• [Задание]:
Продолжите беседу об Александре I и Пушкине, начав сразу после её последней реплики.

• [Фрагмент текста]:
============================================================
Владимир Кара-Мурза: Мы взяли эпиграфом другую пушкинскую фразу – "Властитель слабый и лукавый..." из сожженной главы "Евгения Онегина".
Андрей Борисович, почему так переменился Александр в 20-е годы? Например, сослал молодого поэта Пушкина за тридевять земель.
Андрей Зубов: Если "Ура! В Россию скачет кочующий деспот..." – это неудачная эпиграмма, то "Властитель слабый и лукавый..." – это просто отвратительные слова. "Плешивый щеголь, враг труда..." Это человек, который ни одного дня не пропускал, чтобы не работать. И работал, кстати, как и большинство русских царей, я думаю, по 16 часов в сутки. Известно, что это был очень трудолюбивый человек. Намного более трудолюбивый, чем Александр Сергеевич Пушкин, между прочим. Поэтому это просто гадкие слова. Хотя Пушкин "наше все", но иногда это "наше гадкое все".
Владимир Кара-Мурза: "Он взял Париж, он основал Лицей" – это лучше уже?
Андрей Зубов: Не только "взял Париж и основал лицей". Когда мы говорим о его удачах или неудачах, трагическом или нетрагическом, то я думаю, что тот самый "золотой век" русской культуры, который приходится на первый период царствования Николая I, в том числе и Александр Сергеевич Пушкин, – в немалой степени является заслугой Александра I. Хотя это приходится на правление Николая I, но это заслуга, безусловно, Александра I.
============================================================
• [Приведённый список]:
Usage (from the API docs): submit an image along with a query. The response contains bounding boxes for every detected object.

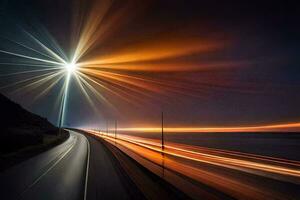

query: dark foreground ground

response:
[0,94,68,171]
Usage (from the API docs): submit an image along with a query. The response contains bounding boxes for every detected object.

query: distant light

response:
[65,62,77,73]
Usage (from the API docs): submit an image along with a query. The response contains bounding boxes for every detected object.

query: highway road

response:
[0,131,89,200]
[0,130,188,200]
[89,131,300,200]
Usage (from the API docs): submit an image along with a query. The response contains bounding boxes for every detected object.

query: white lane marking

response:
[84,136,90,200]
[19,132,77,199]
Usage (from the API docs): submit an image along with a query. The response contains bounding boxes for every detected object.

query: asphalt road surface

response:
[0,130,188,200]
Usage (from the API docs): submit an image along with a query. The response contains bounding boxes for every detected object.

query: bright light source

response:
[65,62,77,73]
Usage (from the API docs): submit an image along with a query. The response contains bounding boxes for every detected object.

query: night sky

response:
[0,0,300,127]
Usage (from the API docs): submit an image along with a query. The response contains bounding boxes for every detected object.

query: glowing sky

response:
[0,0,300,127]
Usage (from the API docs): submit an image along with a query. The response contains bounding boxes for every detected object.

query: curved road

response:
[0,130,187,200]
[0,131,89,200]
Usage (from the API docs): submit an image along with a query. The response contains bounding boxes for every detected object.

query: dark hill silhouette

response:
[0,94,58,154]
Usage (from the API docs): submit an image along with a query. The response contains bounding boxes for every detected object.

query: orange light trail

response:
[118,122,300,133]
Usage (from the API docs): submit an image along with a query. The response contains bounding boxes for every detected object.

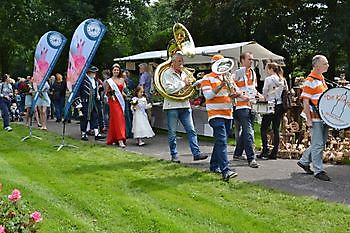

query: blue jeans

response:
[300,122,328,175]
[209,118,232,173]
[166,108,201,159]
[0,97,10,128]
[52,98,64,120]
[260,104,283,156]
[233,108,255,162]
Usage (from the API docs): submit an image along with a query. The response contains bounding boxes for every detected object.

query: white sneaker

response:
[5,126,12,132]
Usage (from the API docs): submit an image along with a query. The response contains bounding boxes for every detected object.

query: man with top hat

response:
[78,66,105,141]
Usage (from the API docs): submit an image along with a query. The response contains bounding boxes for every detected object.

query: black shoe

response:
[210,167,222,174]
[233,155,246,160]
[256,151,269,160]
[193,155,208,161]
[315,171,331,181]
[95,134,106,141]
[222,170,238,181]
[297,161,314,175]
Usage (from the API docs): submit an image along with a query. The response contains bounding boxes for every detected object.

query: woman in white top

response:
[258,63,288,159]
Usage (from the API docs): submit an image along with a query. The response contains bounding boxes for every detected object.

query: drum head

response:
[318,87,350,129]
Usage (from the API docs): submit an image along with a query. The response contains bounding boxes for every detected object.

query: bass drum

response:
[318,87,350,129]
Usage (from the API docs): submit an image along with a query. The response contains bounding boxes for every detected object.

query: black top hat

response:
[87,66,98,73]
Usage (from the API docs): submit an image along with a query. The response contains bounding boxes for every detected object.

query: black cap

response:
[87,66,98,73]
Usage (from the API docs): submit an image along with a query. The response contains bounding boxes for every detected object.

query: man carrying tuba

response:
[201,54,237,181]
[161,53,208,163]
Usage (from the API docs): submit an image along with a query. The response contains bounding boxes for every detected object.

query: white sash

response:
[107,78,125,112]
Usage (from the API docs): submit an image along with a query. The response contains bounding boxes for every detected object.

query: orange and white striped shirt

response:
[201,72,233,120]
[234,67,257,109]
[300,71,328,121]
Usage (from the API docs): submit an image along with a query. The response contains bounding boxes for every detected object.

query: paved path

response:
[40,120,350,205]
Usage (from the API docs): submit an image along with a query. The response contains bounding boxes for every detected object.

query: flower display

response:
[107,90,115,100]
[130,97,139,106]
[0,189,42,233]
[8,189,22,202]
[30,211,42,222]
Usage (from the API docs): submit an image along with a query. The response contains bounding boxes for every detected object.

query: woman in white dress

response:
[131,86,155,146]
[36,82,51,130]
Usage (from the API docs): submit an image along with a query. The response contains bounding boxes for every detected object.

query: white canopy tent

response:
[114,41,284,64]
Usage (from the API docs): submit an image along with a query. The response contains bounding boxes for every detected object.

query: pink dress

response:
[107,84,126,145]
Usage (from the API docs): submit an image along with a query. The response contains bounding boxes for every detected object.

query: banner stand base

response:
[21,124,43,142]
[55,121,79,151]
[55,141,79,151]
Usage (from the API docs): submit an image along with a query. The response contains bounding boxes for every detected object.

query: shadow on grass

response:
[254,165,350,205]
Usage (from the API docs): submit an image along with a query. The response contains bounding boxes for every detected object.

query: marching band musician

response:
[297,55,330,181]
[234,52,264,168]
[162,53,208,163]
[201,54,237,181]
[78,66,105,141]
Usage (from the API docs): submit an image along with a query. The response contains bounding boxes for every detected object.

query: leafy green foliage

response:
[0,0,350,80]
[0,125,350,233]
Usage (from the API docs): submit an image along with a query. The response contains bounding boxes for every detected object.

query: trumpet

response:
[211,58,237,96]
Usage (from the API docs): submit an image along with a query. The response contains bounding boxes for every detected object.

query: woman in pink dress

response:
============================================================
• [Ответ на задание]:
Почему это заслуга Александра I? Потому что первое, что сделал Александр, когда вступил на престол, обагренный кровью его отца, – снова открыл Россию миру, в данном случае Европе, конечно. Россию, которую в последние годы закрыла Екатерина II, а запер на все засовы, боясь революции, Павел I. В Россию стали в изобилии поступать книги, а до этого цензура ничего не пускала. Предварительная цензура на книги вообще была отменена. Русские стали ездить за границу учиться. Тогда стали посылать в университеты студентов. Почти все славянофилы и западники имели шанс учиться в Европе именно в эту эпоху, благодаря Александру I, благодаря его нововведениям.
Он написал на своей коронационной медали главное слово – "закон". То есть он, в отличие от произвола, который был при его отце и бабке, решил править по закону. Это было тоже совершенно новое явление. Страдая от того, что он оказался косвенной причиной гибели своего отца, он дал обет не совершить ни одной смертной казни за свое правление – и не совершил. Поэтому такой шок был в обществе после казни пятерых декабристов Николаем I. Общество отвыкло от смертоубийства, идущего с вершины трона.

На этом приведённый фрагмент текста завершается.